Damn it. The best rabbit I ever at was in a restaurant in Fiesole and I can't remember the name. It was within walking distance of some Etruscan ruins...

The best food I ate in Rome was pizza. But that was over 15 years ago. 

The best food (and most fun) I had in Italy was some fritto misto at a local communist party club on Murano.


----------



## Keith Neal (Sep 20, 2011)

If you get to Modena, the bollito misto at Danilo is a life changing experience.

In San Gimignano, the Cinghiale con polenta at Ristorante Enoteca il Castello
is a favorite.

But I enjoyed every meal in Italy. 

Her Ladyship and I will be there the latter half of October. Perhaps we will see you!

Keith


----------



## oivind_dahle (Sep 20, 2011)

Colin

One word: Trastevere
http://www.italyheaven.co.uk/rome/areas/trastevere.html

The food is great almost where ever you eat


----------



## mr drinky (Sep 20, 2011)

......

CHALLENGE A: Return the lines of the listing from the line with "Report the location of each instance of the treeline" up to and including the line with "x=254, y=191", unchanged.

INFORMATION PROVIDED:
......

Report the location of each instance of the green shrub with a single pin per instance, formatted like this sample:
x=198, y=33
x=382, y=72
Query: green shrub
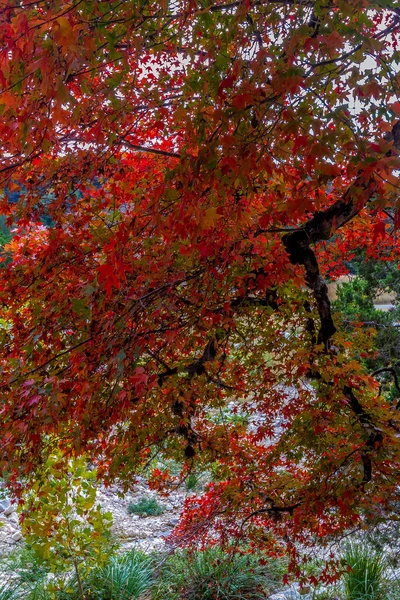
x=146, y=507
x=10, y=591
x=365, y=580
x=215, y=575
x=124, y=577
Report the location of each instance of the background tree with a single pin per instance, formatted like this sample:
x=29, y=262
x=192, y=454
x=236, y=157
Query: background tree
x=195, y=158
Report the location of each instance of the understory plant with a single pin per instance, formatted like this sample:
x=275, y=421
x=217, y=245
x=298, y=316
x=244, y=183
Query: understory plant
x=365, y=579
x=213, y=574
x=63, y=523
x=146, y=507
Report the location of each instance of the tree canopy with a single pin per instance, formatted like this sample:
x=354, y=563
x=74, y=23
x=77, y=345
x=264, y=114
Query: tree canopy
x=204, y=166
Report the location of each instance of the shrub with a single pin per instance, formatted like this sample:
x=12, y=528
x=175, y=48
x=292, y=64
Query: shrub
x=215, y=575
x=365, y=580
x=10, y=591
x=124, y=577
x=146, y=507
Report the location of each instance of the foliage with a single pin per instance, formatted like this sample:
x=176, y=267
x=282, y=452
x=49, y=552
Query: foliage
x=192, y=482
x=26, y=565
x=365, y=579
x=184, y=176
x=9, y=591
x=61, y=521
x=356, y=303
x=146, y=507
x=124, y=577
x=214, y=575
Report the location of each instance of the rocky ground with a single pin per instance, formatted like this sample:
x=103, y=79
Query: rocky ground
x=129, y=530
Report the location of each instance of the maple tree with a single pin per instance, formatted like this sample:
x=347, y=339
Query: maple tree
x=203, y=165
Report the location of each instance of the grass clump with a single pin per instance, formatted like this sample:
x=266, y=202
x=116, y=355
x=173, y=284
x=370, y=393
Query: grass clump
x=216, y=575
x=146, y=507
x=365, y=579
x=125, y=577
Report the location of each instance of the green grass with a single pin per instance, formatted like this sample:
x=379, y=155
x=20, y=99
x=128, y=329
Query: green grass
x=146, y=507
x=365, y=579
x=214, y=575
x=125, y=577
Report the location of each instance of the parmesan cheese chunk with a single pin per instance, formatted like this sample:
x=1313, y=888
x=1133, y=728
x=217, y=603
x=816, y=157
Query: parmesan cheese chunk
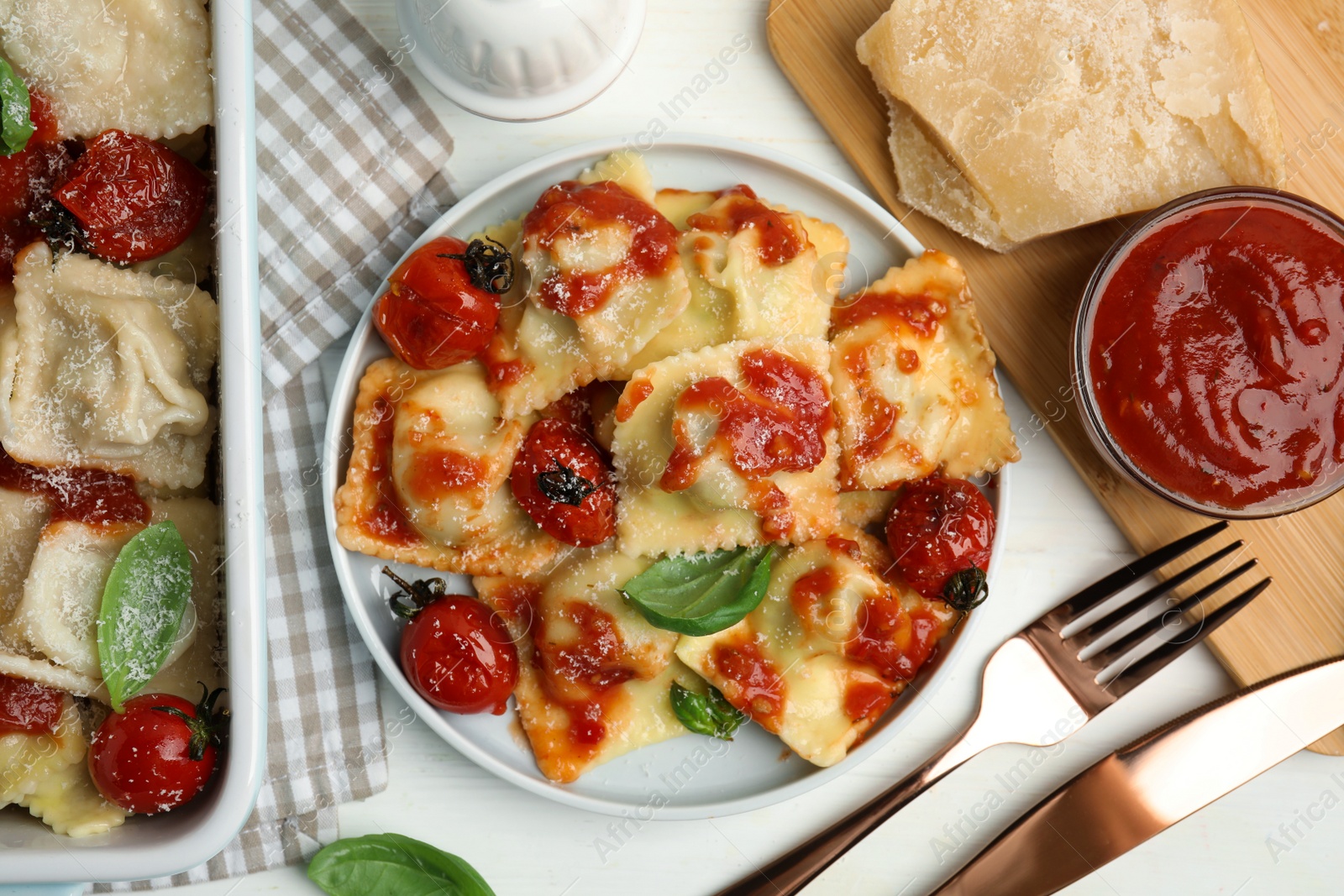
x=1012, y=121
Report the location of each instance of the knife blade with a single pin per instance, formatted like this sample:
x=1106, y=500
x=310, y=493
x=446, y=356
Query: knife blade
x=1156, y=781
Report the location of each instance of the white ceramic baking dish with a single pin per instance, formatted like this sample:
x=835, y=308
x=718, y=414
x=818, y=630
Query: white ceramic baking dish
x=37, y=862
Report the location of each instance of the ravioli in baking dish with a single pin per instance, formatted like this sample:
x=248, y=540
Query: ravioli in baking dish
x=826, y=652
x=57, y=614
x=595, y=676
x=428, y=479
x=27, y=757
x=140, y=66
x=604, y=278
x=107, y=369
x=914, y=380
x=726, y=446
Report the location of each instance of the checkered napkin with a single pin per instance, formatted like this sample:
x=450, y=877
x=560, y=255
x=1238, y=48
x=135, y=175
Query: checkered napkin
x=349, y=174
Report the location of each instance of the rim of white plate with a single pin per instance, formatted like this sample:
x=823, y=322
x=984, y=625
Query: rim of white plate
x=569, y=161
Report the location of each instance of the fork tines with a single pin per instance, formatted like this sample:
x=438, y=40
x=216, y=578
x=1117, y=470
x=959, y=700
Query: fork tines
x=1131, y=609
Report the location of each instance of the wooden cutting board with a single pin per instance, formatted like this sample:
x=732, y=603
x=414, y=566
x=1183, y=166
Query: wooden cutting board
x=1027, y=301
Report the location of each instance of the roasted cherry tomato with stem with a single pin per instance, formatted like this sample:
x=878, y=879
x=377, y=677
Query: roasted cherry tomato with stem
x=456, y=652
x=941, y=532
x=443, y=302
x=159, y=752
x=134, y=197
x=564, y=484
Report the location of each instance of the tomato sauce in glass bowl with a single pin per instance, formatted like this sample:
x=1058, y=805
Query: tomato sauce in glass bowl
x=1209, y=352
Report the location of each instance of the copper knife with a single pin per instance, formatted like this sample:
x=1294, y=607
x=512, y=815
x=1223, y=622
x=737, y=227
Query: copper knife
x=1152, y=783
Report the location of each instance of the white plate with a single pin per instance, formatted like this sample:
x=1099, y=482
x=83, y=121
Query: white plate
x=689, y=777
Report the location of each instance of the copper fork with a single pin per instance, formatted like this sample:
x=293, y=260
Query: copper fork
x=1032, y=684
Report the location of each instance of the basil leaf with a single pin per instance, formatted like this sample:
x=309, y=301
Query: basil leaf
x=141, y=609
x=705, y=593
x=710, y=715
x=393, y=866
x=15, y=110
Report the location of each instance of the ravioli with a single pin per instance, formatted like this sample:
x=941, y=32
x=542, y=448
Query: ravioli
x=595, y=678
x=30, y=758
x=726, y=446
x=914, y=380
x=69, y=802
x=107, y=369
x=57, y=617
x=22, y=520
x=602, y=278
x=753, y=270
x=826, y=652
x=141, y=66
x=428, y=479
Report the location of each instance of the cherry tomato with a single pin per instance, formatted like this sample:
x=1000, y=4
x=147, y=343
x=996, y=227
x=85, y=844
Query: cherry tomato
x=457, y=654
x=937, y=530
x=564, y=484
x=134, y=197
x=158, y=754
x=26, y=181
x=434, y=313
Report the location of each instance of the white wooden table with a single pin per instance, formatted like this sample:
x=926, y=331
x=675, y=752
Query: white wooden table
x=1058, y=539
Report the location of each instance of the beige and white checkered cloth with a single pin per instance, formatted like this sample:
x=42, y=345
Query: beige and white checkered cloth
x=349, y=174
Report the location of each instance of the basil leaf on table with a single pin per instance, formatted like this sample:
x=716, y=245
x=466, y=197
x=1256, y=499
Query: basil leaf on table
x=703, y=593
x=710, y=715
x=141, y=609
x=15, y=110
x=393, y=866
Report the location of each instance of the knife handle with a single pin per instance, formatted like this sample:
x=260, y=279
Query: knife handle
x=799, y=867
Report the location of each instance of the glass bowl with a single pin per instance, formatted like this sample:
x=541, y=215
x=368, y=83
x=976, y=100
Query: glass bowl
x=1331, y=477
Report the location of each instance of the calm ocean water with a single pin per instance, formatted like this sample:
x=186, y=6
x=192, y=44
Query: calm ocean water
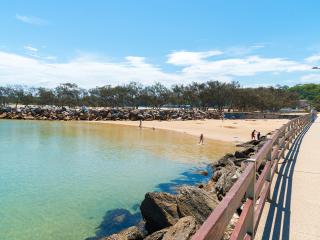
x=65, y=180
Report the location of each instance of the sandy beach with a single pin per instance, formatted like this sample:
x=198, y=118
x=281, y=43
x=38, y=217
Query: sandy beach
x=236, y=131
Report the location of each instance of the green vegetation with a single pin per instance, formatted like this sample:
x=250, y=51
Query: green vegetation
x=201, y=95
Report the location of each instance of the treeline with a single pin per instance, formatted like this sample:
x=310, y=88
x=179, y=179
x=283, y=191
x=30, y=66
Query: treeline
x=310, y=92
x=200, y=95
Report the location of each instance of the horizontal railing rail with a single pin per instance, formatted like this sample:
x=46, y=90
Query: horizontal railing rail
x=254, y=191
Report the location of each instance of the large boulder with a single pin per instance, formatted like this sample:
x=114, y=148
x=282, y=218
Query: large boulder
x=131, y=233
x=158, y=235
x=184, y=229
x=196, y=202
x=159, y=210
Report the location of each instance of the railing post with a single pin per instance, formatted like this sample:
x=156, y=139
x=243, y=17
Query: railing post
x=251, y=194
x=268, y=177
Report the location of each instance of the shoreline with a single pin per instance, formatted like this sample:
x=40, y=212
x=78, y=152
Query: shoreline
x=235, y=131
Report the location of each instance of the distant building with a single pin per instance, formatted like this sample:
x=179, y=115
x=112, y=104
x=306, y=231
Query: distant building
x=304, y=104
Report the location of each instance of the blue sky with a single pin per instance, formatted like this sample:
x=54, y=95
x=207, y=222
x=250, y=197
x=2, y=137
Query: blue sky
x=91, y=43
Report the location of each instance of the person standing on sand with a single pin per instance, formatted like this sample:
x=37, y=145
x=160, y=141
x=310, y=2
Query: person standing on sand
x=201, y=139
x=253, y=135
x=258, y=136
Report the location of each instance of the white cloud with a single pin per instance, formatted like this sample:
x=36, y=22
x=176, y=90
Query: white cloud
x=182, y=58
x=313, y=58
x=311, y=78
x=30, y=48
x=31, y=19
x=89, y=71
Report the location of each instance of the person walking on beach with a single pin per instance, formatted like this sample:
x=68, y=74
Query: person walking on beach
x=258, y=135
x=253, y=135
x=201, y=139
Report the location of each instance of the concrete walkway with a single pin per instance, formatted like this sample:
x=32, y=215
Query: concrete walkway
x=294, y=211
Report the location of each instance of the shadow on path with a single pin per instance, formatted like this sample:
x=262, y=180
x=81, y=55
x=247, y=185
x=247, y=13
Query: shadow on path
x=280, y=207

......

CHALLENGE B: Rewrite the passage of the thread about food in Italy from "The best food I" up to and including "club on Murano.", renaming "pizza" as "lasagna" throughout.

FULL SOLUTION A:
Report the location of each instance of the treeline with a single pin per instance, formatted like this sample:
x=310, y=88
x=179, y=179
x=283, y=191
x=30, y=66
Query: treeline
x=310, y=92
x=200, y=95
Report the location of each instance of the horizontal railing rail with a single pin per instance, formatted like this sample:
x=46, y=90
Query: horizontal railing rail
x=254, y=191

FULL SOLUTION B:
The best food I ate in Rome was lasagna. But that was over 15 years ago. 

The best food (and most fun) I had in Italy was some fritto misto at a local communist party club on Murano.